Activity » Leaving out all images, return the entries below exactly.

━━ Given records

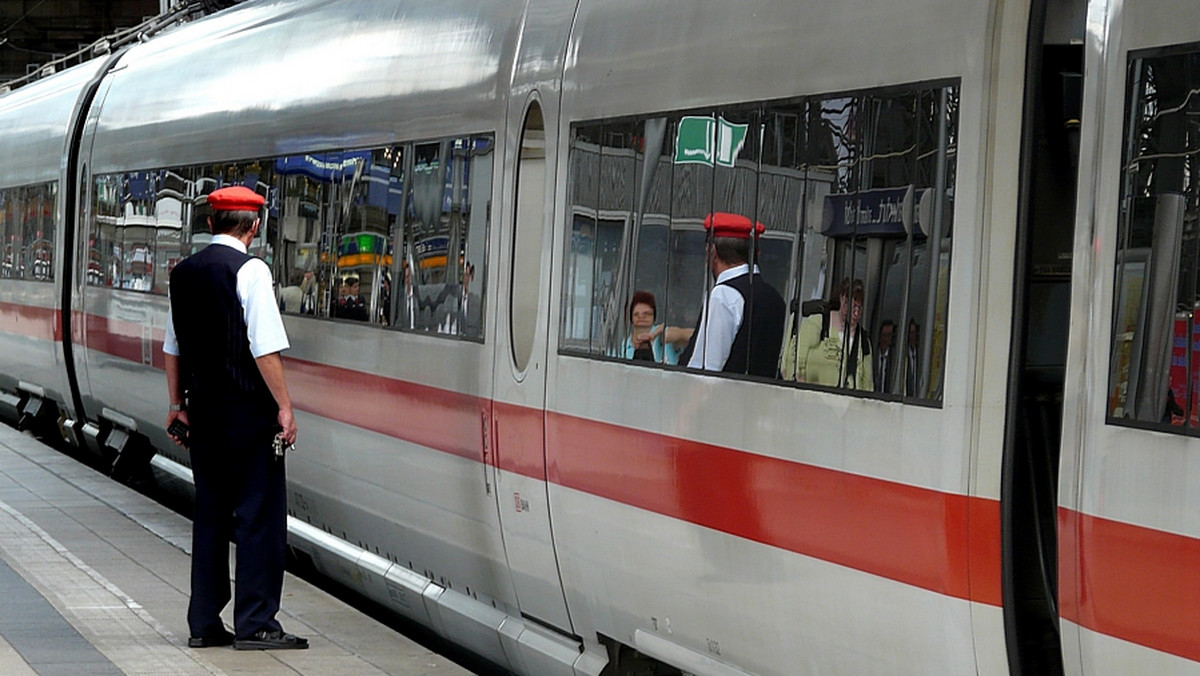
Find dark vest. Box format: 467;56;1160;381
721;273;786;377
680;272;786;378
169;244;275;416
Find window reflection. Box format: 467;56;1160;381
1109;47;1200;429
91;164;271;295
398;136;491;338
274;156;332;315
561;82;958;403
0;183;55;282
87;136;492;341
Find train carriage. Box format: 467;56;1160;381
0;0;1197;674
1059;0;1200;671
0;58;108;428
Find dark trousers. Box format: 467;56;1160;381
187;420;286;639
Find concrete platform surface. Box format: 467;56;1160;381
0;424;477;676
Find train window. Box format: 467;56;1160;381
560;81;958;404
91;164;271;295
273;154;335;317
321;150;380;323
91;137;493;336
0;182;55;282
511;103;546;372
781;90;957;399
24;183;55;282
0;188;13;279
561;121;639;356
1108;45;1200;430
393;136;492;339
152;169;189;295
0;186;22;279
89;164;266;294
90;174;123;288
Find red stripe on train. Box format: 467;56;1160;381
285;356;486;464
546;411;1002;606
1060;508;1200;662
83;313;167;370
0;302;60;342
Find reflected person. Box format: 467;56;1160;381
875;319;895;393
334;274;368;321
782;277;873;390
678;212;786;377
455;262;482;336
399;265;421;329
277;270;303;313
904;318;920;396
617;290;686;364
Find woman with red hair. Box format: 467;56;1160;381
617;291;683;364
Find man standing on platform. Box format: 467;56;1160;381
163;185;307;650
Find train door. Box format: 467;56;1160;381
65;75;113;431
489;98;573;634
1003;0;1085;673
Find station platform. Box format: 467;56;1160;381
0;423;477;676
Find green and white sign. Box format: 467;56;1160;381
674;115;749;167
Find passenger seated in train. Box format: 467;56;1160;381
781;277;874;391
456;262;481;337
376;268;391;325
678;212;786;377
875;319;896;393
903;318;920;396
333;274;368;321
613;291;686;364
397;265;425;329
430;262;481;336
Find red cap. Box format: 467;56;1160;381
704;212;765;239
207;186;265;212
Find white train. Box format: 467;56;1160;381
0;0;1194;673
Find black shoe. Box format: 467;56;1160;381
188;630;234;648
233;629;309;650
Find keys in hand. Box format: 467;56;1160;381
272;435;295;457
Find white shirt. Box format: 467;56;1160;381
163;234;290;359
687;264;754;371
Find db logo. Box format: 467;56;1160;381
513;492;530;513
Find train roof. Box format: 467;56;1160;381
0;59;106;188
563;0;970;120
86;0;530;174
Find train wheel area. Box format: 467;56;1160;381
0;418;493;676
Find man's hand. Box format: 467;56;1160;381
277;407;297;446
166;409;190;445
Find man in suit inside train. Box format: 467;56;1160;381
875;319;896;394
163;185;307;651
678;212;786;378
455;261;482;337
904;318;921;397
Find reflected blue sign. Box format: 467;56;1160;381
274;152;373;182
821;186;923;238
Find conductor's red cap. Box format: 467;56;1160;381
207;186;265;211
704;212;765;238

━━━━

Task answer »
Find dark vest. Box format: 467;56;1160;381
721;273;786;377
680;272;786;378
169;244;275;416
Find window reflection. Box format: 467;56;1160;381
1109;47;1200;429
91;164;271;295
398;136;491;338
274;156;332;315
561;82;958;403
0;183;55;282
87;136;492;341
Find train carriage. Box format: 467;56;1160;381
0;0;1197;674
1059;0;1200;671
0;58;108;428
Find dark trousers. Box format: 467;56;1160;381
187;420;286;639
Find concrete platform surface. Box format: 467;56;1160;381
0;424;477;676
Find train window. Box format: 467;56;1160;381
560;81;958;404
91;164;271;295
273;154;335;317
321;150;380;323
91;137;493;336
0;182;55;282
511;103;546;372
781;90;957;399
24;183;55;282
0;188;13;279
561;121;639;356
1108;45;1200;430
393;136;492;339
152;169;189;295
0;186;22;279
89;164;266;294
90;174;123;288
Find red stripe on train. Box format: 467;56;1160;381
285;356;486;464
546;411;1002;606
1060;508;1200;662
83;313;167;370
0;302;60;342
Find reflected person. Box format: 467;56;1160;381
875;319;895;393
334;274;368;321
782;277;873;390
678;212;786;377
455;262;482;336
399;265;421;329
277;270;303;313
904;318;920;396
617;290;686;364
Find woman with red hair. Box format: 467;56;1160;381
617;291;683;364
Find man standing on platform. Box format: 467;56;1160;381
163;185;307;650
Find train door. Box format: 467;56;1160;381
65;75;113;431
489;98;573;634
1003;0;1085;673
Find station platform. Box format: 467;56;1160;381
0;423;477;676
Find green and white sign. Box format: 467;56;1160;381
674;115;749;167
Find passenger seated in train. Box format: 467;56;1160;381
781;277;874;391
456;262;481;337
376;268;391;325
678;212;786;377
875;319;896;393
903;318;920;396
333;274;368;321
613;291;686;364
397;265;425;329
430;262;481;336
Find red cap. Box format: 467;56;1160;381
704;212;765;239
207;186;265;212
Find white train. Box format: 467;56;1160;381
0;0;1194;673
Find black shoe. Box format: 467;56;1160;381
188;630;234;648
233;629;309;650
Find keys in hand. Box format: 467;56;1160;381
272;435;295;457
Find white shirt. Box format: 467;56;1160;381
163;234;290;359
687;264;754;371
Find db logo. Box format: 467;56;1160;381
513;492;530;513
Find train roof. Box format: 467;56;1160;381
0;59;106;188
563;0;970;120
86;0;530;174
Find train wheel area. Box format: 467;56;1160;381
0;418;493;676
Find man's hand. Box format: 467;56;1160;381
277;407;297;446
166;409;190;445
Find man in suit inside train. Box format: 467;56;1160;381
875;319;896;394
163;185;307;651
678;212;786;378
455;261;482;337
904;318;921;397
Find reflected blue sign. Box format: 467;56;1160;381
274;152;373;182
821;186;923;238
Find conductor's red cap. Box format: 467;56;1160;381
207;186;265;211
704;212;765;238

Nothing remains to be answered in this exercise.